*Your objective:* Repeat the entries below line for line, changing nothing.

# Start of Records to use

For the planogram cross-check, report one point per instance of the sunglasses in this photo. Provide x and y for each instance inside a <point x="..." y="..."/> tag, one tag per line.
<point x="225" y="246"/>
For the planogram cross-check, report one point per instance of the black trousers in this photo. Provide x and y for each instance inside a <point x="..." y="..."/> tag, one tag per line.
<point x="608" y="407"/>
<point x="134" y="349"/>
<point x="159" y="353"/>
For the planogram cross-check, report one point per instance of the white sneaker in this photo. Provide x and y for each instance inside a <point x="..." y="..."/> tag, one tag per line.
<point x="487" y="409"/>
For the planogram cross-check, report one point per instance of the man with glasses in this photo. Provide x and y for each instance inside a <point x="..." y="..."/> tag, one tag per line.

# End of Records to use

*Solved problem:*
For the planogram cross-check, report one point per instance of the sunglasses in this photo. Provide x and y for each instance inside a <point x="..." y="..."/> tag, one tag per line.
<point x="225" y="246"/>
For the planogram cross-check, report one point per instance of the black trousers in this photo. Provide x and y for each instance inside a <point x="..." y="..."/> tag, one tag per line.
<point x="608" y="407"/>
<point x="134" y="349"/>
<point x="159" y="353"/>
For the planogram cross-check, report one point per instance of the white sneaker in this photo. Provide x and y for each instance inside a <point x="..." y="..."/> tag, one tag per line.
<point x="487" y="409"/>
For the planogram cross-check, report one point per instance of the man with glasses in this photo. Provide x and y for each instance inside a <point x="..." y="..."/> tag, one tag per line.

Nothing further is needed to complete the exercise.